● EXERCISE: Pictures stay out; everything else in the listing below is to be restated word for word.

● STORED DATA:
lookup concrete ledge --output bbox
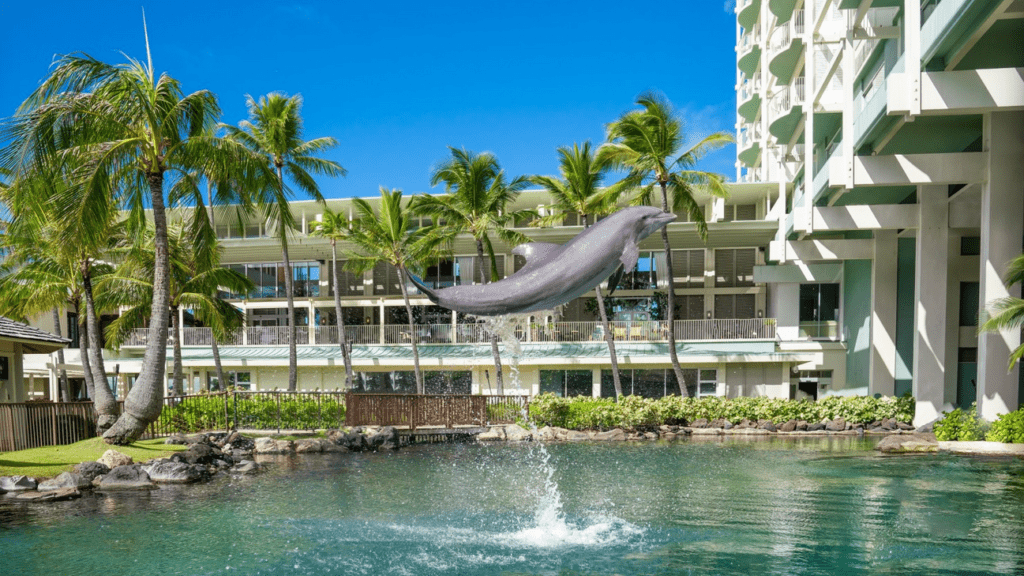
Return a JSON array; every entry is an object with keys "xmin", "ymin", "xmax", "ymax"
[{"xmin": 939, "ymin": 441, "xmax": 1024, "ymax": 457}]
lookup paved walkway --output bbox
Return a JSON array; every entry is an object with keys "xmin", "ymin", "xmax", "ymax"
[{"xmin": 939, "ymin": 441, "xmax": 1024, "ymax": 456}]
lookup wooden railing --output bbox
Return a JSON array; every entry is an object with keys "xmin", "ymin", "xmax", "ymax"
[
  {"xmin": 0, "ymin": 402, "xmax": 101, "ymax": 451},
  {"xmin": 123, "ymin": 318, "xmax": 777, "ymax": 349},
  {"xmin": 345, "ymin": 393, "xmax": 529, "ymax": 430}
]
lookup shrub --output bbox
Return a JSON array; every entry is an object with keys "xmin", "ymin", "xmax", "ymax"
[
  {"xmin": 157, "ymin": 393, "xmax": 346, "ymax": 433},
  {"xmin": 933, "ymin": 405, "xmax": 985, "ymax": 441},
  {"xmin": 986, "ymin": 408, "xmax": 1024, "ymax": 443}
]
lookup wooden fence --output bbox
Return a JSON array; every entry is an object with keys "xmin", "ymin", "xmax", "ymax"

● ANSWER TO THIS PROBLEM:
lookup concrete ledge --output bbox
Return a JSON array; every entry is an object with keys "xmin", "ymin", "xmax", "ymax"
[{"xmin": 939, "ymin": 441, "xmax": 1024, "ymax": 457}]
lookup paved walkway --output bbox
Return a JSON array; every entry is an object with keys "xmin", "ymin", "xmax", "ymax"
[{"xmin": 939, "ymin": 441, "xmax": 1024, "ymax": 456}]
lookup wooden railing --output bbox
Return a JSON array; every entry is an object with keys "xmin", "ymin", "xmax", "ymax"
[
  {"xmin": 0, "ymin": 402, "xmax": 101, "ymax": 451},
  {"xmin": 123, "ymin": 318, "xmax": 777, "ymax": 349},
  {"xmin": 345, "ymin": 393, "xmax": 529, "ymax": 430}
]
lookup shrub --output bbox
Return a JSON array; every entry is an object with keys "xmin", "ymin", "xmax", "ymax"
[
  {"xmin": 157, "ymin": 393, "xmax": 346, "ymax": 433},
  {"xmin": 933, "ymin": 405, "xmax": 985, "ymax": 441},
  {"xmin": 986, "ymin": 408, "xmax": 1024, "ymax": 443}
]
lookup wooden fence --output bbox
Return a JSON array; every entry is an object with keys "xmin", "ymin", "xmax", "ymax"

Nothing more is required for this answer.